>>>
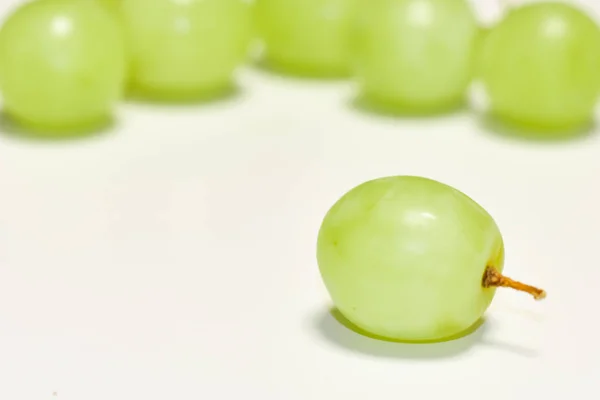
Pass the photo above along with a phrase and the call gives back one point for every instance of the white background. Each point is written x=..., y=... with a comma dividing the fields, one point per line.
x=174, y=257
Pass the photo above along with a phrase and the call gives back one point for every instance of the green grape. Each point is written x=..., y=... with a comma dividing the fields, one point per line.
x=111, y=5
x=62, y=65
x=414, y=56
x=185, y=50
x=306, y=37
x=541, y=67
x=411, y=259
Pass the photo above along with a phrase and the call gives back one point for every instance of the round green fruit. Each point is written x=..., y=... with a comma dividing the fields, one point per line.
x=306, y=37
x=541, y=67
x=411, y=259
x=414, y=56
x=62, y=65
x=185, y=50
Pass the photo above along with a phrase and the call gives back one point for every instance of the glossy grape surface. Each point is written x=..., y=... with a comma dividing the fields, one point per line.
x=415, y=56
x=403, y=258
x=62, y=65
x=541, y=67
x=306, y=37
x=185, y=50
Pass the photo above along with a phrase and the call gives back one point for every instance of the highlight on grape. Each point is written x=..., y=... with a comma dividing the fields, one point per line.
x=411, y=259
x=538, y=64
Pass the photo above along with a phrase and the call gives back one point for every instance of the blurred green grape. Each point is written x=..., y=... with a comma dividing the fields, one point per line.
x=541, y=67
x=415, y=56
x=62, y=65
x=306, y=37
x=185, y=50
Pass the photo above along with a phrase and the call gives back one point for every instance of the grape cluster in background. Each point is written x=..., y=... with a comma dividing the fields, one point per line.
x=66, y=64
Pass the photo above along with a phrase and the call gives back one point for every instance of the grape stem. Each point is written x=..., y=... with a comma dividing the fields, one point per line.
x=493, y=278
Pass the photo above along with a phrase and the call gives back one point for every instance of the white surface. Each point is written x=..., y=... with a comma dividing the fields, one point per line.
x=174, y=258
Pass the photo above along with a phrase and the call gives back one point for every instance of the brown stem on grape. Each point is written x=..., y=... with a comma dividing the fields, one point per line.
x=493, y=278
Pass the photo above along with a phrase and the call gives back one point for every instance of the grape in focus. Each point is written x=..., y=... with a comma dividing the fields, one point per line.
x=62, y=65
x=411, y=259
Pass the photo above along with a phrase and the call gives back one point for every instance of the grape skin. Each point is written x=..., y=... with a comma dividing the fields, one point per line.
x=306, y=37
x=540, y=67
x=403, y=258
x=62, y=65
x=185, y=50
x=414, y=56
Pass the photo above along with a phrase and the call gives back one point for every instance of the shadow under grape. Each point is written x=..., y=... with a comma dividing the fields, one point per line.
x=337, y=330
x=385, y=109
x=26, y=131
x=512, y=130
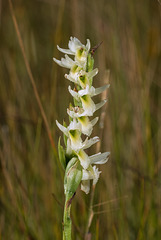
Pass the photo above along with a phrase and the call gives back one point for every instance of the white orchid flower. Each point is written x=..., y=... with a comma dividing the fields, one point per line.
x=66, y=62
x=82, y=78
x=78, y=49
x=85, y=96
x=92, y=173
x=86, y=124
x=85, y=160
x=81, y=112
x=73, y=131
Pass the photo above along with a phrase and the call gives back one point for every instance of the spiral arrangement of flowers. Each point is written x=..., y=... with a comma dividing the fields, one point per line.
x=78, y=166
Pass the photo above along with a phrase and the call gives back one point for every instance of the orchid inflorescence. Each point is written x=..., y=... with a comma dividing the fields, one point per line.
x=81, y=73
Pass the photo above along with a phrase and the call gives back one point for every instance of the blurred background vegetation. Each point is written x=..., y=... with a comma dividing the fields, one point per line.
x=128, y=193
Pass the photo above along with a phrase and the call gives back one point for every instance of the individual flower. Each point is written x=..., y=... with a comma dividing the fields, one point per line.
x=82, y=77
x=73, y=132
x=85, y=96
x=91, y=174
x=77, y=49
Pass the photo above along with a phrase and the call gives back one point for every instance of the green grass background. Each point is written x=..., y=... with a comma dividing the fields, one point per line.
x=130, y=183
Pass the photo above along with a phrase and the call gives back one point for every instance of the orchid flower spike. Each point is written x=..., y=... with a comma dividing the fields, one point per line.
x=81, y=74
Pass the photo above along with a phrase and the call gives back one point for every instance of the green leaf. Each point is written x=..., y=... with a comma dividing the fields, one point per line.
x=61, y=153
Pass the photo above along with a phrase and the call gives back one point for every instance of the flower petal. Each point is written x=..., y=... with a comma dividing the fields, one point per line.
x=85, y=186
x=62, y=128
x=88, y=105
x=88, y=45
x=99, y=158
x=99, y=105
x=101, y=89
x=73, y=93
x=67, y=51
x=83, y=158
x=89, y=142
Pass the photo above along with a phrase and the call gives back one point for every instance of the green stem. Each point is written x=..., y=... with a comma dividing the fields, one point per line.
x=67, y=219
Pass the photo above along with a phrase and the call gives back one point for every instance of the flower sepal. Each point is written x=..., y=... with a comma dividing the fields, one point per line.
x=61, y=153
x=73, y=176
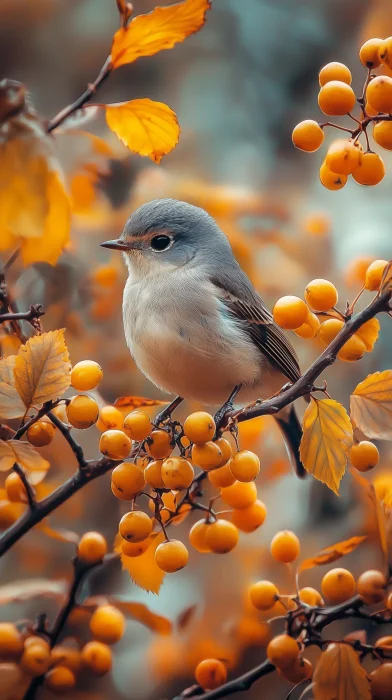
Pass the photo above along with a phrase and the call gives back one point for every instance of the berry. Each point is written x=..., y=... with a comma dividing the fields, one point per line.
<<<
Rewrite all of the material above, replacing "photo" with "image" wherever it appears and changing nothing else. Leave the pictures out of your answer.

Pass the image above along with a phrase and the call gives back one point for every instance of the white background. Each point is written x=..., y=... with a comma dividing the fields, one point per line.
x=174, y=257
Pass the image above along with a phrase and the call gives back one point for every instance of the green grape. Each point is written x=..., y=... with a comma dividing the fields, one point per line.
x=111, y=5
x=62, y=65
x=414, y=56
x=185, y=50
x=306, y=37
x=541, y=67
x=411, y=259
Pass the image above along with a phrase and the call gives back one point for every instance of the round green fruit. Each point is written x=..., y=... with a comma dividing the fields, one point per line.
x=306, y=37
x=541, y=67
x=411, y=259
x=414, y=56
x=62, y=65
x=185, y=50
Pass the image above along with a phrase and the call gives back one point for every instance of the glossy grape surface. Each point is written x=..., y=... with a comma dividing the fields, one point per line.
x=415, y=56
x=403, y=258
x=62, y=65
x=541, y=67
x=306, y=37
x=185, y=50
Pass the image above along with a phrase and the call gives back one point for every instance of the highlight on grape. Each point is written x=..., y=... with a comma dividing the fields, one point per line.
x=411, y=259
x=538, y=64
Pass the image above along with a phrase and the call gives back one point for every instance of the blurred green grape. Each point is written x=..., y=... with a comma dividing the fields, one point per line.
x=541, y=67
x=415, y=56
x=62, y=65
x=306, y=37
x=185, y=50
Pass the image above along with a phrase and the call gives back one point for every instance of the grape cluster in background. Each point is written x=..., y=... with a comma dividing the fields, one point per line.
x=66, y=64
Pass the image above along with a phrase and the call gives back one point for every instance of the grape stem. Each point is written x=..., y=... with a comma dividing the fields, one point per line.
x=493, y=278
Pass the image above along with a phrase and the call gives back one point for every instance of the white surface. Each point is written x=..., y=... with a comma dividing the fields, one point per line.
x=174, y=258
Pass the image above along with a phrase and the call gives back one point for every instance of the brown stem on grape. Each point is written x=..., y=... with a comma dividing the fields, one point per line.
x=493, y=278
Pass the image above along with a phrase and the call gives back one point for every instance of the grape in focus. Each point is written x=..., y=... with a comma dividing the fields, one point per line.
x=62, y=65
x=411, y=259
Pass the image above along with a phrase and the call gives back one point for every instance of the grape skin. Each point is written x=..., y=... with a comma dividing the fields, one point per line.
x=306, y=37
x=540, y=67
x=403, y=258
x=62, y=65
x=185, y=50
x=414, y=56
Pass the image above along with a phrase and the call gives back one point for every instance of the shadow under grape. Each point is written x=..., y=... with a comma dividing the fields, one point per line.
x=337, y=330
x=385, y=109
x=26, y=131
x=512, y=130
Pass the image above along with a phrase and the call gives back one point for every instance of the white orchid flower. Each point is written x=..., y=... with a comma dividing the fields, one point per line.
x=66, y=62
x=82, y=78
x=78, y=49
x=85, y=96
x=92, y=173
x=86, y=124
x=85, y=160
x=81, y=112
x=73, y=131
Pass the image above along with a phrase and the call gives back one point for every instance of the spiral arrangement of flowers. Each point is written x=..., y=... with a comma dividing the fields, one point per line.
x=78, y=166
Pass the image above along with a phrase and the call gives back one point for every instance of the orchid inflorescence. Each point is written x=..., y=... with a comma dividing the fields, one point per line.
x=81, y=73
Pass the image above along with a phrase and the call gives back one point for every instance of the blurred background vegetation. Each point is written x=..., y=... with a comma dividing the fields, one point per line.
x=128, y=193
Pass the image above along with a phrase and the call gives back one point for every instance of the individual flower. Each point is written x=..., y=... with a comma dividing the fields, one point per line.
x=82, y=77
x=73, y=132
x=85, y=96
x=91, y=174
x=77, y=49
Pass the image above along with a phrase and the call gives back one point for every instance of the green grass background. Each point is written x=..., y=... with a comma dividing the fields, one point per line.
x=130, y=183
Pass the image above along with a phrase and the call gives back one point for every instance of the orchid flower spike. Each point is written x=..., y=... with a comma dividing the fields, one point per line.
x=81, y=74
Pass the image above along with a phrase and the call gives back one point for every instance of the green leaf. Each point is written x=..., y=... with a comma dividing the fields, one point per line.
x=61, y=153
Pass the image above along with a phrase and the call gives back one point for every instance of the flower petal. Each point is written x=..., y=... with a comma dividing the fields, one point per line.
x=85, y=186
x=62, y=128
x=88, y=105
x=88, y=45
x=99, y=158
x=99, y=105
x=101, y=89
x=73, y=93
x=67, y=51
x=83, y=158
x=89, y=142
Pass the image above along with a phrase and the call gives back one point for every instance of the green stem. Each point is written x=..., y=... with a comma dividing the fields, one point per line.
x=67, y=219
Pass the image above along with a phrase and the call gives back one point for every instance of the flower sepal. Each point is written x=..., y=... with a comma dividing the fields, one point per line.
x=61, y=153
x=73, y=176
Pass the image above along with a phrase and the call gives back one point for every instance of the berry. Each point is written x=..., y=... with a comma dividing the fields, one point per line.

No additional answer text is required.